----- Given data

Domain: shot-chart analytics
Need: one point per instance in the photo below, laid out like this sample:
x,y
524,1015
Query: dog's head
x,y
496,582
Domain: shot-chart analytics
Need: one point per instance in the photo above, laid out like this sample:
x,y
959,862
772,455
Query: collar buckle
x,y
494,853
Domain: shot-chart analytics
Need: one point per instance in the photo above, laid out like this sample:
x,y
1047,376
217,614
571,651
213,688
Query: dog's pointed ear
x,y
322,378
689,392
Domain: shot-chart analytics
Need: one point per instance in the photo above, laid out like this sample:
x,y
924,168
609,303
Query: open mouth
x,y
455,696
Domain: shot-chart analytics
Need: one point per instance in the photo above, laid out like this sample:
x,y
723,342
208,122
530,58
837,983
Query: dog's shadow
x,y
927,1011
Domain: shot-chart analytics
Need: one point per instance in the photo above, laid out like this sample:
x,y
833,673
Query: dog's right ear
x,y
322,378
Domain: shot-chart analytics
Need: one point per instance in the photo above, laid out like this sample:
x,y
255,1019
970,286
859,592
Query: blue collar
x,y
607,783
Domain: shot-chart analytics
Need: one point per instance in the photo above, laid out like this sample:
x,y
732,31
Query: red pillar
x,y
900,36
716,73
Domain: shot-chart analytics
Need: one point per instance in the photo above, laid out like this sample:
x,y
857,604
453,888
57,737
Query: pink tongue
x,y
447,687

----------
----- Given data

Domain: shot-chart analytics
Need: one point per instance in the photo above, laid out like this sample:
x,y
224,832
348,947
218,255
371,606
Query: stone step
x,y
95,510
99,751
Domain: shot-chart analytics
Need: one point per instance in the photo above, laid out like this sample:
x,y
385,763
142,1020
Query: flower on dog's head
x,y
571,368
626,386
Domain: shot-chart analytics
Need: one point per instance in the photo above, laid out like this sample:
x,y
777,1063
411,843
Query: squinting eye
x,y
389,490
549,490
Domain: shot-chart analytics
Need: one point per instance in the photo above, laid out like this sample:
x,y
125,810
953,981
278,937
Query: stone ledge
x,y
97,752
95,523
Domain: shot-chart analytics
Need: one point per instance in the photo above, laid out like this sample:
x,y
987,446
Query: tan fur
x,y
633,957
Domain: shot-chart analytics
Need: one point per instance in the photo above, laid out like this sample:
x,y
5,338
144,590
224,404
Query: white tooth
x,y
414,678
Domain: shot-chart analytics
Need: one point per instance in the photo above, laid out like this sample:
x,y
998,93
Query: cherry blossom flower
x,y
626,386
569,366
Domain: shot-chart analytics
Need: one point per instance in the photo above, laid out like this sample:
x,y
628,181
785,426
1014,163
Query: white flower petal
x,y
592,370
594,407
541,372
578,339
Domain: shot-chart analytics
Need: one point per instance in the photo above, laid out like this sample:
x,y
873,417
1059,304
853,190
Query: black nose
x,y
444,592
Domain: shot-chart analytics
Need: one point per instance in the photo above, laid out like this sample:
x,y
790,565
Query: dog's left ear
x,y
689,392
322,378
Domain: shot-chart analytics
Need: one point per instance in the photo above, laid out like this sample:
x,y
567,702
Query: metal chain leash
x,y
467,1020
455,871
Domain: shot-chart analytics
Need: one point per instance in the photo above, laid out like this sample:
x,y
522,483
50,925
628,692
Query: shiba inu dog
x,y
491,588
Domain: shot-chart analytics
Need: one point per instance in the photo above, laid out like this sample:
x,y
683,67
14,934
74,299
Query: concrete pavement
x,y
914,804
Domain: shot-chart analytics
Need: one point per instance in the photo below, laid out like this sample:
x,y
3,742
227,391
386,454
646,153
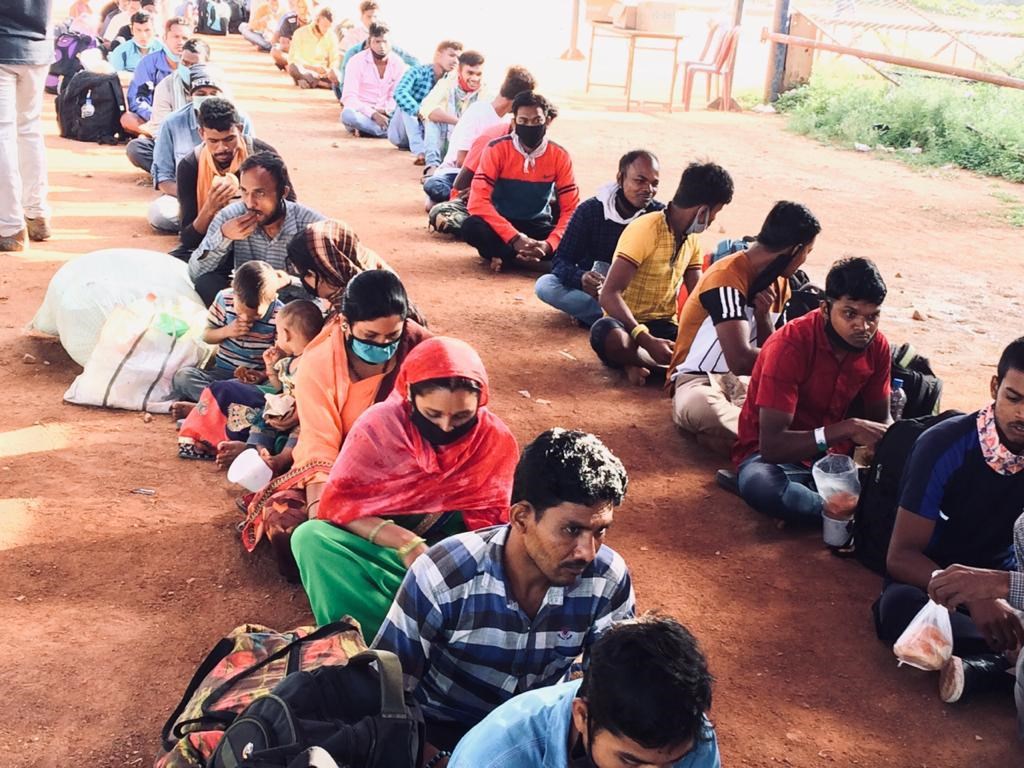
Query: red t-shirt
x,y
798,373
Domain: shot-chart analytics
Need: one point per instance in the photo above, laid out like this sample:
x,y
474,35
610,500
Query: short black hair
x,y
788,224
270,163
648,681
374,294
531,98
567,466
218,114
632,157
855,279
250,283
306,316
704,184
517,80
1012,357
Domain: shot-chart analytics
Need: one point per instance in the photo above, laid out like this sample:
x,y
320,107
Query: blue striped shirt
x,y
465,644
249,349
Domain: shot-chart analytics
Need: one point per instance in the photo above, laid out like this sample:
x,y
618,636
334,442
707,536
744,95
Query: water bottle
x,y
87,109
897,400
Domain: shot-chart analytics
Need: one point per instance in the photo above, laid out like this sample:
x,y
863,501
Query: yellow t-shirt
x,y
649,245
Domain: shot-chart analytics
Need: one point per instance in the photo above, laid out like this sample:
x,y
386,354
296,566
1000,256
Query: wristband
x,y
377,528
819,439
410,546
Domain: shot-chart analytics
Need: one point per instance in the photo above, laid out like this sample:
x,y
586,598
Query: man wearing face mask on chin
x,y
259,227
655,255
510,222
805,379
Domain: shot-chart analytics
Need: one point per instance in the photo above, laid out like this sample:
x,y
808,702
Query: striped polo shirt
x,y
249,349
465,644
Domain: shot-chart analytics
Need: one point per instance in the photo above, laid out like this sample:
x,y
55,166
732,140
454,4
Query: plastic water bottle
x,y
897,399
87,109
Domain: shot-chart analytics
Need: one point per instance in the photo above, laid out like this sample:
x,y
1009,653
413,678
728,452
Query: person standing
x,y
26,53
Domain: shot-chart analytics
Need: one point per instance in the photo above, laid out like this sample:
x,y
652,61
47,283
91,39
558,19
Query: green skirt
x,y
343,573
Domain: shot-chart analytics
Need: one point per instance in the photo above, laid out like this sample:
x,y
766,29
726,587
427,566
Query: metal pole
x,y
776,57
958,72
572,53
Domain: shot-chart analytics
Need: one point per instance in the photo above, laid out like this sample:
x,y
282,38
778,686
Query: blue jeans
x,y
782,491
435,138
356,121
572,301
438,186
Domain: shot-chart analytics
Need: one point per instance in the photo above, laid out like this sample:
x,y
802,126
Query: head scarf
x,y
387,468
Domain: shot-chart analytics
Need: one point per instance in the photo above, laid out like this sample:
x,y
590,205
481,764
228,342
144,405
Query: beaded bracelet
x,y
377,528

----------
----- Given data

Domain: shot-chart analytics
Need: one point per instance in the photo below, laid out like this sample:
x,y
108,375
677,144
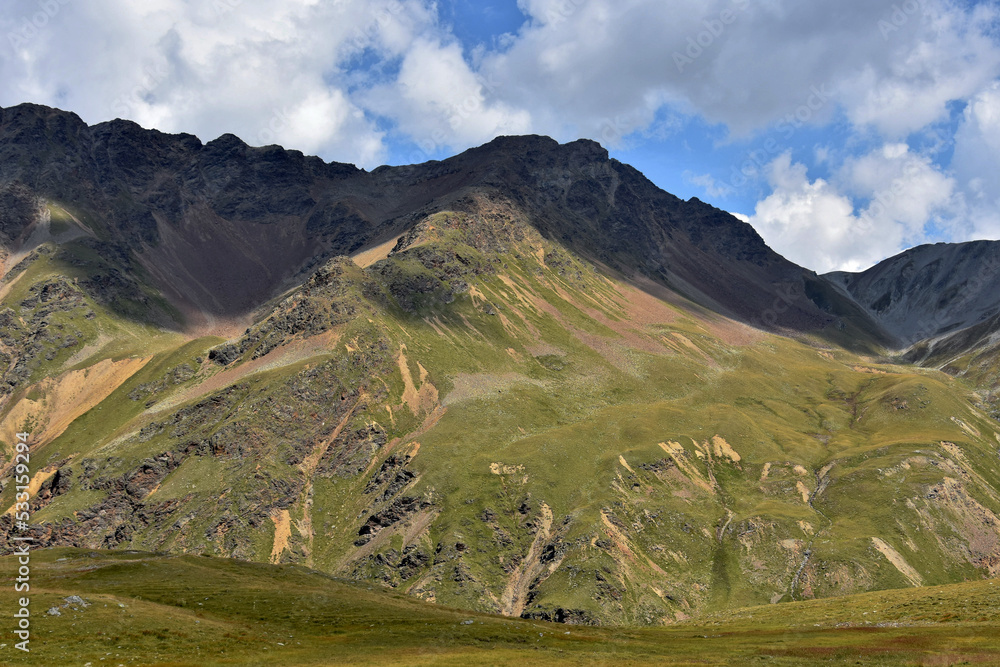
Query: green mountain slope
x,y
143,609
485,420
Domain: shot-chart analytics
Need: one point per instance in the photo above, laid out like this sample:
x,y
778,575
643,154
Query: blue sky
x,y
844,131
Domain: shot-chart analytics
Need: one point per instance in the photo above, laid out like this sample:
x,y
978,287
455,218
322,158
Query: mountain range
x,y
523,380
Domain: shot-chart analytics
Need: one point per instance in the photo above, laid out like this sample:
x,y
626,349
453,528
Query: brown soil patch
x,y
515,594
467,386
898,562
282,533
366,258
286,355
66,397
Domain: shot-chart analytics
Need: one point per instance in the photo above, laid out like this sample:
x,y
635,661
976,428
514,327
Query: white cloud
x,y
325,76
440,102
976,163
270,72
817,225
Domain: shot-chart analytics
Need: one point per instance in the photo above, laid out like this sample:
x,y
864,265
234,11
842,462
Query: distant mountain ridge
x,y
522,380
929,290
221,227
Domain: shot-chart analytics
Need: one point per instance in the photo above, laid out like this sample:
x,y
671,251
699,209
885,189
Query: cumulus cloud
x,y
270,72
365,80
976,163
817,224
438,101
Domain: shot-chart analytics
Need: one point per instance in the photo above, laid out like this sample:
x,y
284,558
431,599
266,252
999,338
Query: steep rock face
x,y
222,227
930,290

----------

Please copy out in full every line of the material above that contains the word "flower".

▶ **Output of the exercise**
Query: flower on dog's head
Query: cherry blossom flower
Query: white flower petal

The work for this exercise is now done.